WORK TO BE COMPLETED
Please write out the data from its start through the line containing "[0, 0, 1024, 281]", changing every "Query" to "Prompt" and leaving everything else as it is.

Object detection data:
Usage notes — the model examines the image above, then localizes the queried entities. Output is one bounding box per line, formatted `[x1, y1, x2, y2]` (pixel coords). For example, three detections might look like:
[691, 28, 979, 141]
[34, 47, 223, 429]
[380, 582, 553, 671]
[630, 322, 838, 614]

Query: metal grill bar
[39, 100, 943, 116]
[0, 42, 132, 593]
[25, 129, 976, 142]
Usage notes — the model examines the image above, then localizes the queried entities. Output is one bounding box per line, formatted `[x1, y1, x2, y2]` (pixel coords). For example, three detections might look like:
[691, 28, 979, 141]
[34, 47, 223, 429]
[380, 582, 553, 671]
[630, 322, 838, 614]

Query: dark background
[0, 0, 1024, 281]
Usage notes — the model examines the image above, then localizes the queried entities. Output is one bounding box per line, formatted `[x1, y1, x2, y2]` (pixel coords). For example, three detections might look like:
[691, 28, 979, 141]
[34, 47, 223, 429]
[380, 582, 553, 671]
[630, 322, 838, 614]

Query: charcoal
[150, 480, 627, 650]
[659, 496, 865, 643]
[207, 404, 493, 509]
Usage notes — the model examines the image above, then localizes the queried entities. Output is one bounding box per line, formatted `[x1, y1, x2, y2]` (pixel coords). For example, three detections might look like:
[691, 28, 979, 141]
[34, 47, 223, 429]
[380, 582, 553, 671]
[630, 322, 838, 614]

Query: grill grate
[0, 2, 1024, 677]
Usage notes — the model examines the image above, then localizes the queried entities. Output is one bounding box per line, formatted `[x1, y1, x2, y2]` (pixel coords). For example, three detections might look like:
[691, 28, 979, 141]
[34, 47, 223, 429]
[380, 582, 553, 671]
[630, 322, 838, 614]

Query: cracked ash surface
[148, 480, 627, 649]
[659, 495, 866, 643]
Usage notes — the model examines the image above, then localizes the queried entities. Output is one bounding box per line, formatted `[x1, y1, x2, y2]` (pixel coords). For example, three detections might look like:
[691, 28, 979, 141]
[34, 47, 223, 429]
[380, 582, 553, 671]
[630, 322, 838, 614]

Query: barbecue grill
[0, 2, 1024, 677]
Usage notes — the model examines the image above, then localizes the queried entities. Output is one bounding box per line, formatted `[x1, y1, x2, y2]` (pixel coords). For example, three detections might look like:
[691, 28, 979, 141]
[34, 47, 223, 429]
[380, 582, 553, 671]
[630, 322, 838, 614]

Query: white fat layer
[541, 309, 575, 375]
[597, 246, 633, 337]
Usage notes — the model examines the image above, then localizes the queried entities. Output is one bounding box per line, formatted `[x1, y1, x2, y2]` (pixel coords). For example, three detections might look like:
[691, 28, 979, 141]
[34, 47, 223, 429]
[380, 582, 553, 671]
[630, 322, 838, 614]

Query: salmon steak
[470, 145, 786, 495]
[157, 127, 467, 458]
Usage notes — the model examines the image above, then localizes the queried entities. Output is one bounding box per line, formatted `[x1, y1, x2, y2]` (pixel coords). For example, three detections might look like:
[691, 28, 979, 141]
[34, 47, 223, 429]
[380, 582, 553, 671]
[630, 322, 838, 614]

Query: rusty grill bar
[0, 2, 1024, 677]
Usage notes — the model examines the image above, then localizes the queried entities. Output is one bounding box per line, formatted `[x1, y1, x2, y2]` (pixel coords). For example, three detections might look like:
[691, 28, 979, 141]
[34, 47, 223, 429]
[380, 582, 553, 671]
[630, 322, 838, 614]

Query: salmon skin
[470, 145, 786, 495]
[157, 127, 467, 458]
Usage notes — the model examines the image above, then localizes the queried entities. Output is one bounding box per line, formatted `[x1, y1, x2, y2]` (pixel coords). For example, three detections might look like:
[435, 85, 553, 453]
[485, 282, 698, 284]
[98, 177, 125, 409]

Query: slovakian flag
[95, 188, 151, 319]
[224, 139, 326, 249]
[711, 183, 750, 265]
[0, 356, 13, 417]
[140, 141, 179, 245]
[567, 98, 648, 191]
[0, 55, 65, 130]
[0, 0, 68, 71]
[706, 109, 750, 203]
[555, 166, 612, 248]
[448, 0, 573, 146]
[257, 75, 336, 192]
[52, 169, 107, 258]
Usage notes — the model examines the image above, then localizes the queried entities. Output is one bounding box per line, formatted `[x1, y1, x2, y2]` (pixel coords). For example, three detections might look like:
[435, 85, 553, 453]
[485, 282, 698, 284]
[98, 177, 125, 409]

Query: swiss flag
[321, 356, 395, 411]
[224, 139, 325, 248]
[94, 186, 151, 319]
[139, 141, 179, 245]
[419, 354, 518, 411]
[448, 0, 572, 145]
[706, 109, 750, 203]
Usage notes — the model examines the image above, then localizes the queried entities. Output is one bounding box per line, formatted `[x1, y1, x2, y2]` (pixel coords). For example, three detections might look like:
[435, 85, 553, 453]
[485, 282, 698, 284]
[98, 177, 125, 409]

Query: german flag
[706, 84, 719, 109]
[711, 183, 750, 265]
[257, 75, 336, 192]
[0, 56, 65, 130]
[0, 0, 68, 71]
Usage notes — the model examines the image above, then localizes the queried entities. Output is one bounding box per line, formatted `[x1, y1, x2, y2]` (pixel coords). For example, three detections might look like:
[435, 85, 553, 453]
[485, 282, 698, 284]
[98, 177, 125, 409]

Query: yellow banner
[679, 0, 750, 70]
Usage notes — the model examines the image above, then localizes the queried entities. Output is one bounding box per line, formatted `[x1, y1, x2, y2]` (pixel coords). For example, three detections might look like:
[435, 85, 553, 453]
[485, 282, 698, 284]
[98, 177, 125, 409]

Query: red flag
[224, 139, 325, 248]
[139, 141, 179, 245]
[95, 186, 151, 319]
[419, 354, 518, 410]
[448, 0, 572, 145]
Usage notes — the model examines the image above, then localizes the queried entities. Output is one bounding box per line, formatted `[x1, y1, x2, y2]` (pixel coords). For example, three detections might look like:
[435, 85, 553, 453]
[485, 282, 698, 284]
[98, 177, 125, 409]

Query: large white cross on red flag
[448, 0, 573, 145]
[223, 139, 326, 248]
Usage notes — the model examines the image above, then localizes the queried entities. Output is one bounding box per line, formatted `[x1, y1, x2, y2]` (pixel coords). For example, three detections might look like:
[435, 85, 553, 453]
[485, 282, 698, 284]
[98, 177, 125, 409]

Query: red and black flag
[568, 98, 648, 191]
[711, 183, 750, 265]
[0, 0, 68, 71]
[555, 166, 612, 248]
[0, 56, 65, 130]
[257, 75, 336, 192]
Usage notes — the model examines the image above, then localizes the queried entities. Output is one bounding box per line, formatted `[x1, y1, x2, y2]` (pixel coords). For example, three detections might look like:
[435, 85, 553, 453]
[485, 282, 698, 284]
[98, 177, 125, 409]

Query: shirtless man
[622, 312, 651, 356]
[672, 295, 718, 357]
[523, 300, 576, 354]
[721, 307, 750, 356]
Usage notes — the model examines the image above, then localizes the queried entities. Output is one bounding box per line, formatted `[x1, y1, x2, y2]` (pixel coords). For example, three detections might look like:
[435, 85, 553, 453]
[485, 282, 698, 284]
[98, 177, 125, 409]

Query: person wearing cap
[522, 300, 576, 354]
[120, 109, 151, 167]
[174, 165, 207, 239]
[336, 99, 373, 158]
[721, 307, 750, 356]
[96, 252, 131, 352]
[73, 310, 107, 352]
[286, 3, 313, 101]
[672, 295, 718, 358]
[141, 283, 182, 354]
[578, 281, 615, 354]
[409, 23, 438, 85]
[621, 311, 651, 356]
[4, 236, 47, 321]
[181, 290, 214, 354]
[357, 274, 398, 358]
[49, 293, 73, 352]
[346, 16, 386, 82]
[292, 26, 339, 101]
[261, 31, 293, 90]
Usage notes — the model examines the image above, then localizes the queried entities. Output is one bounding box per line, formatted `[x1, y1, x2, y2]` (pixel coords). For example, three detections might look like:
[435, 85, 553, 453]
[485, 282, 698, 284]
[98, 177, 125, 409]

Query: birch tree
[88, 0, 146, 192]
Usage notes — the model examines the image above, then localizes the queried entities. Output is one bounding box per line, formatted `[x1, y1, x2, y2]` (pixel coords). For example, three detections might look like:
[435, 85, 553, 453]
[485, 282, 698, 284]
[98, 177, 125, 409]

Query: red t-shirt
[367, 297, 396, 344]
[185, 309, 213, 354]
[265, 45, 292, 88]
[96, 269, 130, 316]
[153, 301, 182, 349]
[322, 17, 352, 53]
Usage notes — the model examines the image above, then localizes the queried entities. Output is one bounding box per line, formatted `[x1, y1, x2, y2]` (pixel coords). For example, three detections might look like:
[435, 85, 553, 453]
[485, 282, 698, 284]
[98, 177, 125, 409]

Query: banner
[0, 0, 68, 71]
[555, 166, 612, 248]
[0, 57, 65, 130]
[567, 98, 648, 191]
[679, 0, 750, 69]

EXPECTED ANSWER
Usage notes — the model examines the image above, then localizes the queried entities. Output is one bounding box per line, formatted `[x1, y1, x2, y2]` (pixel coords). For example, three detections might look like:
[691, 28, 979, 141]
[34, 47, 223, 429]
[380, 582, 553, 671]
[630, 322, 838, 614]

Prompt: metal grill bar
[39, 100, 943, 116]
[0, 42, 132, 593]
[25, 129, 976, 142]
Usage notes — the model examines the image above, then localizes the queried entities. Output is one bounding box per line, formatted `[x1, y1, x2, y2]` (pixel coords). For example, three detections might look like:
[691, 28, 979, 141]
[34, 47, 223, 429]
[380, 582, 553, 671]
[630, 322, 838, 614]

Prompt: dark background
[0, 0, 1024, 281]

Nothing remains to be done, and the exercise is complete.